__Objective__: Copy out the part of the material that opens with the line containing "decal and record integer pixel coordinates." and runs through the end of the material, both ends included and request lines kept, multiplying each pixel coordinate in the answers by 2.35 and rounding to whole numbers, halves up. Return only those lines, with the requests left unchanged.

# # # # # # #

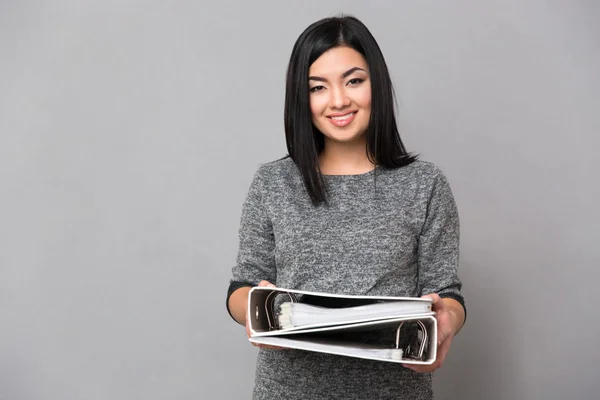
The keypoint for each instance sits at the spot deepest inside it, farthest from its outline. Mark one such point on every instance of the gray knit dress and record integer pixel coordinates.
(385, 232)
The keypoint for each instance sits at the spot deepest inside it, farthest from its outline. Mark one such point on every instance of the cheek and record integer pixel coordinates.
(364, 99)
(317, 106)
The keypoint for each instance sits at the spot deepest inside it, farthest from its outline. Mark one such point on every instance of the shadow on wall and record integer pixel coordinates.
(482, 362)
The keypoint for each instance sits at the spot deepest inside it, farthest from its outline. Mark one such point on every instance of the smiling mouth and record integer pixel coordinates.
(343, 117)
(342, 120)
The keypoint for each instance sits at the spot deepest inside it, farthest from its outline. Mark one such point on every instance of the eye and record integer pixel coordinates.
(316, 89)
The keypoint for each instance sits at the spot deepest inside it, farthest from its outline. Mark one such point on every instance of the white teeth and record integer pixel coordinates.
(343, 117)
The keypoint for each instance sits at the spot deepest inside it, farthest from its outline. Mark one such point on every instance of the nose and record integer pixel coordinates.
(339, 98)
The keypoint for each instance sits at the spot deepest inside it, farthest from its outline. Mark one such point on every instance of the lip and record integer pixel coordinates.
(343, 122)
(342, 113)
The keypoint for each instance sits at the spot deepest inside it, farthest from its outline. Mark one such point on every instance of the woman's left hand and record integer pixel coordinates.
(446, 331)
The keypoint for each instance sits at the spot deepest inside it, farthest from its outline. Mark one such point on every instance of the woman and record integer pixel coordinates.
(349, 211)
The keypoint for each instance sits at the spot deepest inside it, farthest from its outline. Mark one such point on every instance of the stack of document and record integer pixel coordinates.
(286, 318)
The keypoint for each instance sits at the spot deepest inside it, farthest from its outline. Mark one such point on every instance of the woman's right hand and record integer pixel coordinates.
(262, 346)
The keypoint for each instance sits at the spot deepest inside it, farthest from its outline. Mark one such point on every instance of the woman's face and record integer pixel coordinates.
(340, 94)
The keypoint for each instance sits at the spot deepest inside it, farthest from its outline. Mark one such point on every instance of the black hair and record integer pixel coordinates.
(304, 141)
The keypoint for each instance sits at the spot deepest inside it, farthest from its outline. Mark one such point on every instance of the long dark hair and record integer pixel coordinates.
(304, 141)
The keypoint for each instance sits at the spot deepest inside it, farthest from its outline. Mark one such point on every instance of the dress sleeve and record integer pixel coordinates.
(438, 251)
(255, 259)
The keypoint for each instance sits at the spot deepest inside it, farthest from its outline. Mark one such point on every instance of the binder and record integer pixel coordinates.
(337, 324)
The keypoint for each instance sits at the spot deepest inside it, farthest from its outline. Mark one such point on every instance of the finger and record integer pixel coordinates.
(438, 304)
(422, 368)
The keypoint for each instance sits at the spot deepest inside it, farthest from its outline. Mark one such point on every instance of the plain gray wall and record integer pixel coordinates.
(130, 131)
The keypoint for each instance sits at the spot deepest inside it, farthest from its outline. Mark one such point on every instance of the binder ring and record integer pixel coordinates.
(422, 345)
(270, 307)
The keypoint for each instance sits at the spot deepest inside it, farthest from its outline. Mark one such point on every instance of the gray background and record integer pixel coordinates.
(130, 131)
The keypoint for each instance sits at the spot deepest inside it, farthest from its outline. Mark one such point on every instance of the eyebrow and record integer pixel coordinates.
(344, 75)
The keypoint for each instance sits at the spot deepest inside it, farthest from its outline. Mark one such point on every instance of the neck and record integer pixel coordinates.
(344, 158)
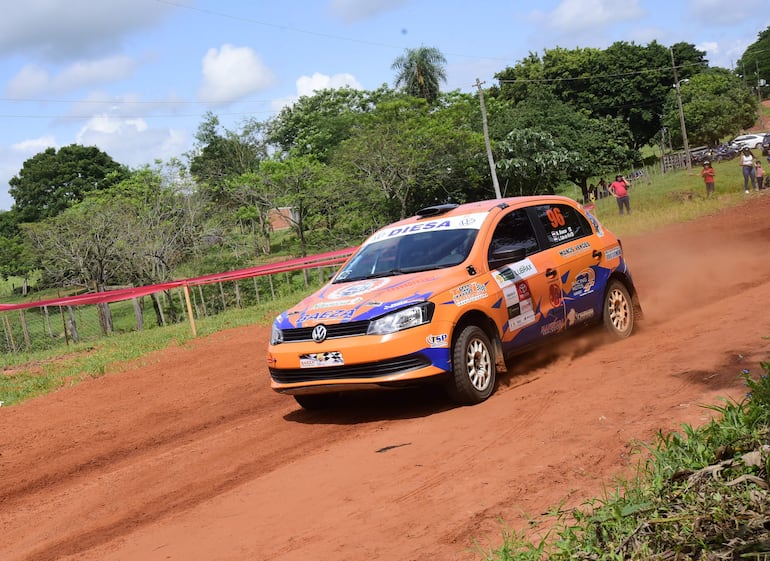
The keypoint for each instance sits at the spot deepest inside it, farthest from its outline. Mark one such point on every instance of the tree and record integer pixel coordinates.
(754, 65)
(406, 156)
(420, 71)
(625, 80)
(315, 125)
(595, 145)
(136, 232)
(52, 181)
(220, 156)
(298, 183)
(532, 162)
(715, 104)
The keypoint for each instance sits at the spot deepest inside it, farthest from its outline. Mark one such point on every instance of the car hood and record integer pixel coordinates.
(366, 299)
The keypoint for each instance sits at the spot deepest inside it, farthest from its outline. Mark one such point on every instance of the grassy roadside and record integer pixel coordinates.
(699, 494)
(656, 200)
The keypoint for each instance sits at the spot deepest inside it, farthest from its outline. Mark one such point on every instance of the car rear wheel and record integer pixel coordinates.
(618, 310)
(473, 367)
(316, 401)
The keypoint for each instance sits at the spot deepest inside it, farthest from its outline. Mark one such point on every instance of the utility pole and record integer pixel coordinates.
(486, 140)
(681, 114)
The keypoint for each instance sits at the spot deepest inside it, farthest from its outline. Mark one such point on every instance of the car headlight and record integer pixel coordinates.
(276, 335)
(401, 319)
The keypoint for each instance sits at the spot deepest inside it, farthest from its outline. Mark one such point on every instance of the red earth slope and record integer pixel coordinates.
(188, 455)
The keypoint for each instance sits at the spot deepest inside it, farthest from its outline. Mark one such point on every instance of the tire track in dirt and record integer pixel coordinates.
(189, 455)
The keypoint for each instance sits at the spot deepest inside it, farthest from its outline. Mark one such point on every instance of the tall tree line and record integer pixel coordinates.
(347, 161)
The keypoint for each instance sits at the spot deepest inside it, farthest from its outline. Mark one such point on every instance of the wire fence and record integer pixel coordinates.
(60, 322)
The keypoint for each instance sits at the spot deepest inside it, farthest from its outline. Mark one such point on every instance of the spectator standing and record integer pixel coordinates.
(602, 187)
(708, 177)
(619, 190)
(747, 164)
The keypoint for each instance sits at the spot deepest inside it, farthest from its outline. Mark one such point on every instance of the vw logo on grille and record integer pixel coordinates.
(319, 333)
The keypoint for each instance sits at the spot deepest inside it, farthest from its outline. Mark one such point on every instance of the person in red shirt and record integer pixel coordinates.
(708, 177)
(619, 190)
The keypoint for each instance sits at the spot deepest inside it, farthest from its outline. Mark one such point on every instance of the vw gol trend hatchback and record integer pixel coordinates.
(453, 293)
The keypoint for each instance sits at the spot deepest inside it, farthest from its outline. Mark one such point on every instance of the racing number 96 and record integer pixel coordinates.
(556, 217)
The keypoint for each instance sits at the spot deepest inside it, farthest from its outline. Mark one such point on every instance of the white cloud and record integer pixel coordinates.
(34, 145)
(230, 73)
(350, 11)
(582, 15)
(131, 141)
(33, 80)
(308, 85)
(56, 30)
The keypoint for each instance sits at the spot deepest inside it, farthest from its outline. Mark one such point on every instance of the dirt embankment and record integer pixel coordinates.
(188, 455)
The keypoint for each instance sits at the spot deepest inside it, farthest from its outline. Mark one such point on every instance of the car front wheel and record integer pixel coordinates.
(473, 367)
(618, 310)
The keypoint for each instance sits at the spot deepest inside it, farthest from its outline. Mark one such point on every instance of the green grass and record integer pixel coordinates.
(27, 375)
(656, 202)
(701, 493)
(672, 508)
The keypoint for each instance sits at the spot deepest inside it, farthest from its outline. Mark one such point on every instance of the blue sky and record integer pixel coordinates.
(135, 77)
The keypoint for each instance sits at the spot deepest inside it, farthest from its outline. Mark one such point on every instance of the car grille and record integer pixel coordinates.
(348, 329)
(360, 371)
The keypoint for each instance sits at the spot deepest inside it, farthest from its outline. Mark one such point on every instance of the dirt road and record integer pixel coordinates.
(189, 455)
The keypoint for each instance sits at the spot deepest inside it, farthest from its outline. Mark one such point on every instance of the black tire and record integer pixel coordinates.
(314, 401)
(618, 312)
(473, 367)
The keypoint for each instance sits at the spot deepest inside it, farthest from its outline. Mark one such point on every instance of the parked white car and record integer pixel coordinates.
(752, 141)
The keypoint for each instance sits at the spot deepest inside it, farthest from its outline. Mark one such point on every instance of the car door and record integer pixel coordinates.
(575, 251)
(529, 285)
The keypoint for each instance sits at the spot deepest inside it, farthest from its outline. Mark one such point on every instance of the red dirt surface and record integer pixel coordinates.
(188, 455)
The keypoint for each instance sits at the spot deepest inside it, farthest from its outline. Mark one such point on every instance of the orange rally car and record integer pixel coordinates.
(451, 294)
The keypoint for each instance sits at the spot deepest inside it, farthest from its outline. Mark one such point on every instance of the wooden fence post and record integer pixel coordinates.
(24, 329)
(189, 309)
(9, 334)
(138, 314)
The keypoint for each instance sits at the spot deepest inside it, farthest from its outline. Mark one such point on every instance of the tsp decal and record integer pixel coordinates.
(437, 340)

# # # # # # #

__Written solution__:
The keypoint for each instance sits at the spot deepest inside it, farthest from its outline. Mark one such point on every instance of the tsp decal and record integer pixel coordinates.
(1027, 799)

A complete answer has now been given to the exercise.